[WHAT TO DO]:
Please repeat the listing below word for word, leaving out the pictures.

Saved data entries
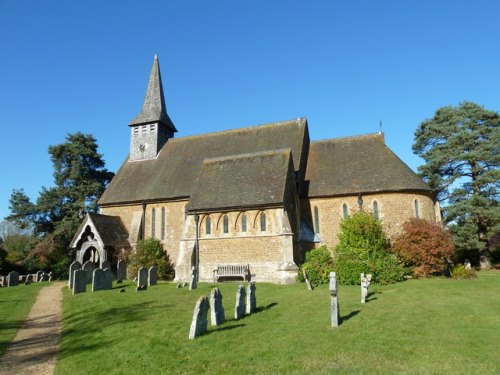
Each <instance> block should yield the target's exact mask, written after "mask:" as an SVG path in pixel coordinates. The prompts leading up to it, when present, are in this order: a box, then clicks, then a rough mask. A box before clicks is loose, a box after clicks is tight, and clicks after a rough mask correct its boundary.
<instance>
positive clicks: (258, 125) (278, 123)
mask: <svg viewBox="0 0 500 375" xmlns="http://www.w3.org/2000/svg"><path fill="white" fill-rule="evenodd" d="M306 122H307V118H306V117H297V118H295V119H292V120H284V121H278V122H269V123H266V124H259V125H250V126H245V127H243V128H236V129H227V130H218V131H215V132H210V133H203V134H193V135H187V136H184V137H176V138H173V139H171V140H169V142H172V141H178V140H184V139H188V138H203V137H209V136H218V135H223V134H230V133H237V132H243V131H248V130H254V129H261V128H266V127H269V128H271V127H278V126H285V125H288V124H291V123H299V125H305V123H306Z"/></svg>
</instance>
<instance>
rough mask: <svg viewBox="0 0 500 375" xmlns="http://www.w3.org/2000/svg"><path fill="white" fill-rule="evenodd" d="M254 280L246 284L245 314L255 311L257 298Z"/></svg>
mask: <svg viewBox="0 0 500 375" xmlns="http://www.w3.org/2000/svg"><path fill="white" fill-rule="evenodd" d="M255 289H257V287H256V286H255V281H252V282H251V283H249V284H248V285H247V306H246V308H247V314H251V313H254V312H255V311H257V299H256V298H255Z"/></svg>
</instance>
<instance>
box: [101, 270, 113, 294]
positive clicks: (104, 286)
mask: <svg viewBox="0 0 500 375" xmlns="http://www.w3.org/2000/svg"><path fill="white" fill-rule="evenodd" d="M102 273H103V275H104V289H106V290H110V289H113V272H111V268H106V269H104V270H103V271H102Z"/></svg>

[PROBLEM SOLUTION]:
Each <instance> block should yield the target's exact mask, written after "mask:" as an SVG path in pixel coordinates. The prompts leading up to it, when present, are in this order: a box, then clicks, then a rough mask. A box before clicks is loose, a box after clicks is tight, and clicks after a rough mask correct its boundary.
<instance>
positive clicks: (258, 125) (278, 123)
mask: <svg viewBox="0 0 500 375" xmlns="http://www.w3.org/2000/svg"><path fill="white" fill-rule="evenodd" d="M306 122H307V118H306V117H297V118H295V119H292V120H284V121H278V122H269V123H266V124H259V125H250V126H245V127H243V128H236V129H227V130H218V131H215V132H210V133H203V134H193V135H187V136H184V137H176V138H173V139H171V140H169V142H172V141H178V140H184V139H188V138H203V137H209V136H218V135H223V134H230V133H237V132H243V131H248V130H254V129H261V128H266V127H269V128H271V127H278V126H285V125H288V124H291V123H299V125H305V123H306Z"/></svg>
</instance>
<instance>
rough mask: <svg viewBox="0 0 500 375" xmlns="http://www.w3.org/2000/svg"><path fill="white" fill-rule="evenodd" d="M254 280L246 284L245 314L255 311L257 298Z"/></svg>
mask: <svg viewBox="0 0 500 375" xmlns="http://www.w3.org/2000/svg"><path fill="white" fill-rule="evenodd" d="M255 289H257V287H256V286H255V281H252V282H251V283H249V284H248V285H247V306H246V308H247V314H251V313H254V312H255V311H257V299H256V298H255Z"/></svg>
</instance>
<instance>
box: [101, 270, 113, 294]
positive clicks: (104, 286)
mask: <svg viewBox="0 0 500 375" xmlns="http://www.w3.org/2000/svg"><path fill="white" fill-rule="evenodd" d="M102 273H103V275H104V289H106V290H110V289H113V272H111V268H106V269H104V270H103V271H102Z"/></svg>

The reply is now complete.